#### [Extract]
As shown in FIG. 12B, if the light shielding member 13 is neglected, the light ray RAYA (as a principal light ray) emitted by the object 30 a crosses with the optical axis AXI at the first focal plane FP1 a, is incident on the first microlens 12 a, and passes a position at a distance XI from the object 30 a.

From FIG. 12B, based on the similarity relationship of the figures (two triangles) formed by the principal light ray RAYA, the optical axis AXI, the object plane OP and the first principal plane H1 a, and based on the relationship SO≈LO, the distance XI (where the image EG is formed) is expressed as follows: XI=LO×XO/(LO−F1)

FIG. 13 is a perspective view showing a lower mold (as a mold, or a first shape-forming member) used for molding the light shielding member 13. As shown in FIG. 13, the lower mold 600 includes a frame body 602 and a plurality of columnar members 601 planted within the space 603 in the frame body 602. Roughened portions 601 b are formed on the surfaces of the columnar members 601. The shapes of the roughened portions 601 b are transferred to the light absorbing portions 13 b of the light shielding member 13. Therefore, positions where the roughened portions 601 b are formed correspond to the positions where the light absorbing portions 13 b are formed.

An arithmetic average roughness of the roughened portions 601 b corresponds to an arithmetic average roughness of the light absorbing portions 13 b. When the arithmetic average roughness of the roughened portions 601 b increases, the arithmetic average roughness of the light absorbing portions 13 b also increases.

In this embodiment, the shapes and roughness of the roughened portions 601 b of the columnar members 601 are transferred to the light absorbing portions 13 b of the light shielding member 13.

Dataset entries
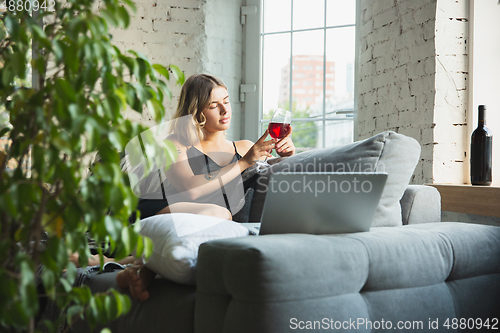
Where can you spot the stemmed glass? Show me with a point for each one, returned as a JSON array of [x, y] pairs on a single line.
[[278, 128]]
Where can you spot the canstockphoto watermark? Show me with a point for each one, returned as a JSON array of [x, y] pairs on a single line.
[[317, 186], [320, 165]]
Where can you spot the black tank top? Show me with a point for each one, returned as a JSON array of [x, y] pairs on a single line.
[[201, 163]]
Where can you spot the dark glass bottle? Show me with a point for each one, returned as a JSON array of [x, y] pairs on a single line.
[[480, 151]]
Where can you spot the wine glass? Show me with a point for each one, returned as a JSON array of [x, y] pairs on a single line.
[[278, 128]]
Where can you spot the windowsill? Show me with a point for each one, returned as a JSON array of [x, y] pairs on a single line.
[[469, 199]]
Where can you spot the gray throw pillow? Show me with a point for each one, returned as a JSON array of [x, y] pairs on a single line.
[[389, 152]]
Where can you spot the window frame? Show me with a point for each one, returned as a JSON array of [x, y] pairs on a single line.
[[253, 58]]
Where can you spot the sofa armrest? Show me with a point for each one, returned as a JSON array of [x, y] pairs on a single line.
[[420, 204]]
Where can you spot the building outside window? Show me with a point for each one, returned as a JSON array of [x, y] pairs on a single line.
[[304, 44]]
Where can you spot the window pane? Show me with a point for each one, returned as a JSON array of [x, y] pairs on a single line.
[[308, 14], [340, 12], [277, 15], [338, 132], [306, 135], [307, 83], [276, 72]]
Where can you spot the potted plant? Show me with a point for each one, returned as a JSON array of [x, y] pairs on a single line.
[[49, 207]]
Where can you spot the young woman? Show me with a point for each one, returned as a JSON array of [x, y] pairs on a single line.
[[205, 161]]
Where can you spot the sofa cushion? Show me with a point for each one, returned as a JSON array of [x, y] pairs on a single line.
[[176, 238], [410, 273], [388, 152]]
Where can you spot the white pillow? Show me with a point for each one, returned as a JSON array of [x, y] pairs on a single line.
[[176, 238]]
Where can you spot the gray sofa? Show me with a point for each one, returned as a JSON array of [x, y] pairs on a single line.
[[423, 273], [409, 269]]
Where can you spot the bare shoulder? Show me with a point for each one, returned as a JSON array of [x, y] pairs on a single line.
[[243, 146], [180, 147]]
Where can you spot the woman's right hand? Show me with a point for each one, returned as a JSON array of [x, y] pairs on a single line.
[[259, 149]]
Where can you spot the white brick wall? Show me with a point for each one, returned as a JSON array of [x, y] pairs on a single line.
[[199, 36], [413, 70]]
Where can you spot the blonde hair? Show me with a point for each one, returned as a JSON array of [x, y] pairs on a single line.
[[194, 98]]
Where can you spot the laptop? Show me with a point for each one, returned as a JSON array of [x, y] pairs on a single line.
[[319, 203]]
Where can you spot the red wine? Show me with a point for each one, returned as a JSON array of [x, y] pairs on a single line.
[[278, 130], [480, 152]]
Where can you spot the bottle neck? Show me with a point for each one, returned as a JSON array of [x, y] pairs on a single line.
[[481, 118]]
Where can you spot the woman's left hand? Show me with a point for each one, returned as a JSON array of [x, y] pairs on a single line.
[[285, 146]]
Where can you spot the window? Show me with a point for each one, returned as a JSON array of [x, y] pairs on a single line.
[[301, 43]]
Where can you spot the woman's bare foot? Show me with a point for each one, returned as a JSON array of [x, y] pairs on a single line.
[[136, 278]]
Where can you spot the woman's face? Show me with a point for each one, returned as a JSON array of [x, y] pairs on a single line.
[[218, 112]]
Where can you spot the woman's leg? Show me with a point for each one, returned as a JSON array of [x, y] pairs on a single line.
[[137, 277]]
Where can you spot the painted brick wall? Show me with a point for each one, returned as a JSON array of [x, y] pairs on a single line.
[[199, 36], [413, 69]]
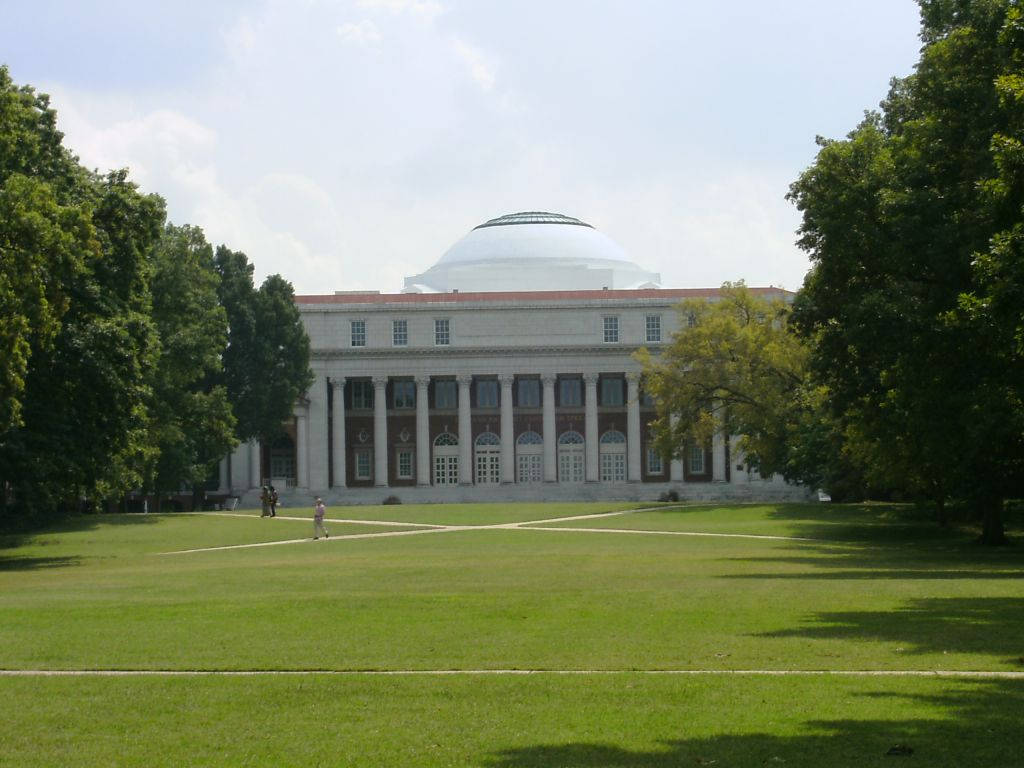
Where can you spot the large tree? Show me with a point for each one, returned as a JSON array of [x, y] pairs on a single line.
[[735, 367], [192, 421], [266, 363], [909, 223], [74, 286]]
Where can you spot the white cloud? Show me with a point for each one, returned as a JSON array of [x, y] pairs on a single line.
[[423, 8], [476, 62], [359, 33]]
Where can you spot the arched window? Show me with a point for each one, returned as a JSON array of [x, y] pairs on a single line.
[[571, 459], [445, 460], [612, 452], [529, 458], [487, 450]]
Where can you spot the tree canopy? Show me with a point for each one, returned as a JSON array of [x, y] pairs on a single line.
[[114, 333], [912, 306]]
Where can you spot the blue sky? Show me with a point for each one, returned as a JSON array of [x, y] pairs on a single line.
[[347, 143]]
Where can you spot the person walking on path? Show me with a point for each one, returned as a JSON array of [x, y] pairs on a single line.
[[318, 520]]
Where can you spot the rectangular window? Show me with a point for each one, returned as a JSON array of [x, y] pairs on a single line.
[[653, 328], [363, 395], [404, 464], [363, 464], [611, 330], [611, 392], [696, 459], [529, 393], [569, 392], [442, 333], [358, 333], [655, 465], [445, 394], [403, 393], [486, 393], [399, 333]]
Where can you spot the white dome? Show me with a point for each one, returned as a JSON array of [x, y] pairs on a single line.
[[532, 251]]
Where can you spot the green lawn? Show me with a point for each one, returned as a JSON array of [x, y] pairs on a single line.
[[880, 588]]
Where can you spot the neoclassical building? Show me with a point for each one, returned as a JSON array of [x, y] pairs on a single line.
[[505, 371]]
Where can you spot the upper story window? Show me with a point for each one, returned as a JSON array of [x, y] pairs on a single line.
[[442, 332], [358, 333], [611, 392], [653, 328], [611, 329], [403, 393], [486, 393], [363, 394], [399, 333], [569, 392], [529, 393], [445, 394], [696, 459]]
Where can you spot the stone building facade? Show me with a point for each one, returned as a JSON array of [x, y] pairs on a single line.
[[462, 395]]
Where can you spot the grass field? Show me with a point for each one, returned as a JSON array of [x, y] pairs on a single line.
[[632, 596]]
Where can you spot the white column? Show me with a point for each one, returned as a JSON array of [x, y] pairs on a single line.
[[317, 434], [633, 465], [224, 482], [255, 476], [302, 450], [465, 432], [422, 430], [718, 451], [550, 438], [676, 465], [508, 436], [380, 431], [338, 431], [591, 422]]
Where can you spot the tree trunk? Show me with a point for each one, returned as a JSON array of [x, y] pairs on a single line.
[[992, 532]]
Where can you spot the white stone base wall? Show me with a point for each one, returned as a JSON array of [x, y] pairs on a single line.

#### [Problem set]
[1] Summarize the excerpt on the light shielding member in two sentences.
[2] Pick up the excerpt on the light shielding member after its last sentence and carry it further.

#### [In response]
[1] If the light shielding member is neglected, the principal light ray RAYA from the object 30 a crosses the optical axis AXI at the first focal plane FP1 a, is incident on the first microlens 12 a, and passes a position at a distance XI from the object, expressed as XI=LO×XO/(LO−F1). The lower mold 600 used to mold the light shielding member 13 has columnar members 601 whose roughened portions 601 b transfer their shapes and roughness to the light absorbing portions 13 b, so rougher portions on the mold give rougher light absorbing portions.

[2]
Next, a manufacturing method of the lower mold 600 according to the second embodiment will be described with reference to FIG. 14.

FIG. 14 is a perspective view showing the comb-shaped electrode 701 (as an electrode, a die, or a second shape-forming member) used for manufacturing the lower mold 600 using a discharge machining.

In FIG. 14, the comb-shaped electrode 701 has concave portions 702 and convex portions 703 that are alternately disposed. As described in the first embodiment, shapes of the concave portions 702 correspond to shapes of the columnar members 601, and shapes of the convex portions 703 correspond to shapes of spaces between adjacent columnar members 601. Position of the concave portions 702 correspond to positions of the columnar members 601 of the lower frame 600.

Roughened portions 702 a are formed on the concave portions 702. Shapes of the roughened portions 702 a are transferred to the roughened portions 601 b of the columnar members 601 of the lower mold 600. Therefore, positions where the roughened portions 702 a are formed corresponding to positions where the roughened portions 601 b of the columnar members 601 are formed.

An arithmetic average roughness of the roughened portions 702 a corresponds to an arithmetic average roughness of the roughened portions 601 b. When the arithmetic average roughness of the roughened portions 702 a increases, the arithmetic average roughness of the roughened portions 601 b also increases.

In this embodiment, the shapes and roughness of the roughened portions 702 a of the concave portions 702 are transferred to the roughened portions 601 b of the columnar members 601. The roughened portions 702 a are formed by cutting work.

Next, a description will be made of experimental results on the light absorbing portion 13 b of the shielding member 13 formed by the injection molding using the lower mold 600.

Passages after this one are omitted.